▽

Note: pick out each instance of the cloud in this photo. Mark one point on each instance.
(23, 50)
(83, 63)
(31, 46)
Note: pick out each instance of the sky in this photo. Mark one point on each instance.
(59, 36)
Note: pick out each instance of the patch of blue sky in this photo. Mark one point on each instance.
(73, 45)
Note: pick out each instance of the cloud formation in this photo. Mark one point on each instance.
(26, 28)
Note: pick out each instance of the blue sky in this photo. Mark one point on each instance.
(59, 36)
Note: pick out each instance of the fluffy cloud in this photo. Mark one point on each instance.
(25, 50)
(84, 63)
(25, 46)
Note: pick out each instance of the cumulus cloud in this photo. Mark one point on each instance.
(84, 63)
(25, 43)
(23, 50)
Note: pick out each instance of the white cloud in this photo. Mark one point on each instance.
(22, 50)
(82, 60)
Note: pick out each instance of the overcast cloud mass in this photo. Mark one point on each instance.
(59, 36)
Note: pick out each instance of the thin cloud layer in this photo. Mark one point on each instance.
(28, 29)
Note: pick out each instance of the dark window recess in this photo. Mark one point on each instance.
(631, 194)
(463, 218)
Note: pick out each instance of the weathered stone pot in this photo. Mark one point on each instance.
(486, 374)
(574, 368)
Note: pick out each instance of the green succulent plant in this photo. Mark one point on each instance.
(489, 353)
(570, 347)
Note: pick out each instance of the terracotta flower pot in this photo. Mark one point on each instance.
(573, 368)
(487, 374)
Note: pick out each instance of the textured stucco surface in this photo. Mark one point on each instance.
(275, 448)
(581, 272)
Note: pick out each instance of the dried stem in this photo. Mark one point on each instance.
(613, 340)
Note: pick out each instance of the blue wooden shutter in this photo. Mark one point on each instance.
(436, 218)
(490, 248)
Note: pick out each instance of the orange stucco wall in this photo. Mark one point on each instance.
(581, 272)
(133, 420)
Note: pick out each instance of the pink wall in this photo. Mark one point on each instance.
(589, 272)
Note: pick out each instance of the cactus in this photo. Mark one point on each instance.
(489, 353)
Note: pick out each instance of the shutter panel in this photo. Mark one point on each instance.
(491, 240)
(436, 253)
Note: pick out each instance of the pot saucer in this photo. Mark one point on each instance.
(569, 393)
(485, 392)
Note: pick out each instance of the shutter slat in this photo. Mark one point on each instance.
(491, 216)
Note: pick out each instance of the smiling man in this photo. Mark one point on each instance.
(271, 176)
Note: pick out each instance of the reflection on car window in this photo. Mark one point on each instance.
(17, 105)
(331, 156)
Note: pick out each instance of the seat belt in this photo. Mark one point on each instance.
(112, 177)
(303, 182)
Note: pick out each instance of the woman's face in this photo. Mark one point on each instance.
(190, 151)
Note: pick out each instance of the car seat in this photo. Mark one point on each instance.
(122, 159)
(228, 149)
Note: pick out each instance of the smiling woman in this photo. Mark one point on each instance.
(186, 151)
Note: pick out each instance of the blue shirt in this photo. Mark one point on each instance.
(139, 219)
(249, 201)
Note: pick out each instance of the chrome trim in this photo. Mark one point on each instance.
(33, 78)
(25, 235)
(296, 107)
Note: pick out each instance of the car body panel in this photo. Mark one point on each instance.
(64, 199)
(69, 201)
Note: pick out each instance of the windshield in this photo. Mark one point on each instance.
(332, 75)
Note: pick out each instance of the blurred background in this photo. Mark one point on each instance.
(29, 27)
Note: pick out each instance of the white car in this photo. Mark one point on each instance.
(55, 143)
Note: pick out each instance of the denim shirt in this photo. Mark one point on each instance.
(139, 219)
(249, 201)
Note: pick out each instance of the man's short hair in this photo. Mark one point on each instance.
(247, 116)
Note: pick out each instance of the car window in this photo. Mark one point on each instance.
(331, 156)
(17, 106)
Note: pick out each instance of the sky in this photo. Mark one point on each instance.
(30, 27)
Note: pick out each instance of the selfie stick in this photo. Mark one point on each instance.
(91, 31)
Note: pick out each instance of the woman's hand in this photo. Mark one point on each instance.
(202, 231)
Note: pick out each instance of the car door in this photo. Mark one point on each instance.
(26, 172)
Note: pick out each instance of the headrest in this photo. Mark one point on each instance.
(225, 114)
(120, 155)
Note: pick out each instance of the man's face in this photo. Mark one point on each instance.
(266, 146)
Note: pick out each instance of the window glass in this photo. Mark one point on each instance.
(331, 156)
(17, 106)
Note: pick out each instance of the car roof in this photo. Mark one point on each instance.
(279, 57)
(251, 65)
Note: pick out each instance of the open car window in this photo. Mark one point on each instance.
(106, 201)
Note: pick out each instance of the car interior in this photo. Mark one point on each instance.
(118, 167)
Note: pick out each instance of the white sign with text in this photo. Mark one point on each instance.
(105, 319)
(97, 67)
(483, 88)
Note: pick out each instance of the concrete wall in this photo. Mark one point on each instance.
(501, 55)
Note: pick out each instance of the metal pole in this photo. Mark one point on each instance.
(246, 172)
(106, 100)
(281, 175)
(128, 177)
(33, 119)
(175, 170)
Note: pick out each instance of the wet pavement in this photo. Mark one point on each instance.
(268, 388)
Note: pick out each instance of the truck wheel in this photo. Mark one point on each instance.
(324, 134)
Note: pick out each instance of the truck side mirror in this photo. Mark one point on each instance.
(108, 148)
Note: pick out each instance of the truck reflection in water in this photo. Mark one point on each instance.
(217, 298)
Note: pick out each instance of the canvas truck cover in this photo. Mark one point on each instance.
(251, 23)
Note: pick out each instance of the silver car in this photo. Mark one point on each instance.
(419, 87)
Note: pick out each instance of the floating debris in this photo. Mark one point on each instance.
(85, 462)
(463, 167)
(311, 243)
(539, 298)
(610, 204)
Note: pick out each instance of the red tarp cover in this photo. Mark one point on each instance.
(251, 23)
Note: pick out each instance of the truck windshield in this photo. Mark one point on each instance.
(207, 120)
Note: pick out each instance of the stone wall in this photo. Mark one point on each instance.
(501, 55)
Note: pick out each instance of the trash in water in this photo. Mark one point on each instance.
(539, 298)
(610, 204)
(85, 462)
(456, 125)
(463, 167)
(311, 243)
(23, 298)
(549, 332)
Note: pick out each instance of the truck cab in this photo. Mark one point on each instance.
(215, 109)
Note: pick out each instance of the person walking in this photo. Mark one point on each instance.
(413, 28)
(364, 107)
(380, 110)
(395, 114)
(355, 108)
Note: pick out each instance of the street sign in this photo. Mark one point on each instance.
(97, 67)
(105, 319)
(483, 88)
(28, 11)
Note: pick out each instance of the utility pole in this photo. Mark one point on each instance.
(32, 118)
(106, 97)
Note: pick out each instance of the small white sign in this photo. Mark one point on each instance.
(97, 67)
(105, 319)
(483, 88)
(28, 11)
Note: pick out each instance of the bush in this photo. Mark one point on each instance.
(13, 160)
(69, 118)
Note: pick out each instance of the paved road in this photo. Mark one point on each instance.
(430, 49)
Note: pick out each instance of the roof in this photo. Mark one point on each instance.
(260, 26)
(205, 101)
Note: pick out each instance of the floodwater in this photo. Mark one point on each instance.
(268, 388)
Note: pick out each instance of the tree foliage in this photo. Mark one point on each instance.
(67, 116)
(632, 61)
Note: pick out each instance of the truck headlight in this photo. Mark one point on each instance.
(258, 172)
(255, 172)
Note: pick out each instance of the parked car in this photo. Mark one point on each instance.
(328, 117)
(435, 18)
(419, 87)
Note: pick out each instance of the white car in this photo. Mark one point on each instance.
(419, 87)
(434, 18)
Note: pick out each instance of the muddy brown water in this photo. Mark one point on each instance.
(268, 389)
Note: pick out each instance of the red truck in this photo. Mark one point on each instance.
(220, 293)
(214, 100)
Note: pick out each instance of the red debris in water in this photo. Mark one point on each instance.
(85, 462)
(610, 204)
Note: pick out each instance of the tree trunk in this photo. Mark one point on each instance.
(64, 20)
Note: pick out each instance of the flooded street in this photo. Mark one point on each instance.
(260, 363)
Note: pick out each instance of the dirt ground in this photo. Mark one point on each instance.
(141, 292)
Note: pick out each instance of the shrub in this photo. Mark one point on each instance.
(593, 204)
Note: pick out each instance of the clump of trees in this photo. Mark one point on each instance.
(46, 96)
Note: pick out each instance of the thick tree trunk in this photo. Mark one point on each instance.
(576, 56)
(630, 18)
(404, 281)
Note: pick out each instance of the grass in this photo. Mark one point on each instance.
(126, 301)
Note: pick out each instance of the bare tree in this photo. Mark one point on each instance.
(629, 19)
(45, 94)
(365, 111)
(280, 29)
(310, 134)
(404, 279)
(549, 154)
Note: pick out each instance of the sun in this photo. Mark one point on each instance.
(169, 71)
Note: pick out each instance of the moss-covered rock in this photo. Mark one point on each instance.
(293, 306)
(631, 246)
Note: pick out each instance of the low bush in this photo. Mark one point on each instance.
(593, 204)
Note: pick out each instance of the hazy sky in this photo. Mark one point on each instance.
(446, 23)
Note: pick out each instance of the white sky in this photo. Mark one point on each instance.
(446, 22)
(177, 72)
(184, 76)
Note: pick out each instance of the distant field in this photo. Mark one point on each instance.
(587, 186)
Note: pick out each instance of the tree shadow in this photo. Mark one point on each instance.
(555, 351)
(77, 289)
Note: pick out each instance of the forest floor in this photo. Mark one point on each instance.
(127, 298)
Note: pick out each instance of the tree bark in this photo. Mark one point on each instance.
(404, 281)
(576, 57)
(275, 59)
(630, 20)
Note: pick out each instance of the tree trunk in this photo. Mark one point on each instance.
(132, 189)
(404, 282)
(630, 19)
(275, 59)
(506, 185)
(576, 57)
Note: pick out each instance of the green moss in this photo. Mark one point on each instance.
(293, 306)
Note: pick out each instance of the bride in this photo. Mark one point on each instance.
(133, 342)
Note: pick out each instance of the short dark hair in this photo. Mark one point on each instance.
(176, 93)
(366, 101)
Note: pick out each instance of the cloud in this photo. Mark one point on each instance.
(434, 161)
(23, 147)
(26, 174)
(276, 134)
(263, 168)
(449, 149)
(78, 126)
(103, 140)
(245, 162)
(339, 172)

△

Copy out every line from the one containing "Note: pick out each instance of the low" to the end of the material, both ends included.

Note: pick out each instance of the low bush in this photo. Mark one point on each instance.
(593, 204)
Note: pick out each instance of the hazy sky in this photo. Mark one point on each instance.
(446, 23)
Note: pick out each instance of the white sky in this photo. Mark one point on each instance.
(446, 22)
(177, 72)
(184, 76)
Note: pick out each instance of the distant field in this photo. Mark one point on each instance.
(587, 186)
Note: pick out each instance of the tree shadow in this photo. Mark one point on each instance.
(555, 351)
(77, 289)
Note: pick out each instance of the forest floor in this photo. Mark one point on each instance.
(127, 298)
Note: pick out each instance of the tree bark in this photo. Mark one point on each instance.
(404, 281)
(576, 57)
(275, 59)
(630, 20)
Note: pick out each instance of the tree trunk in this photo. Mark one point on each instance.
(132, 189)
(404, 282)
(630, 19)
(275, 59)
(506, 185)
(576, 57)
Note: pick out each instance of the green moss in this photo. Mark one point on each instance.
(293, 306)
Note: pick out each instance of the bride in this photo. Mark one point on each instance.
(133, 342)
Note: pick out each instance of the short dark hair in this photo. Mark one point on each instance.
(176, 93)
(366, 101)
Note: pick out each instance of the cloud in this photo. Mark one point on each instance.
(434, 161)
(23, 147)
(26, 174)
(276, 134)
(263, 168)
(449, 149)
(78, 126)
(103, 140)
(245, 162)
(339, 172)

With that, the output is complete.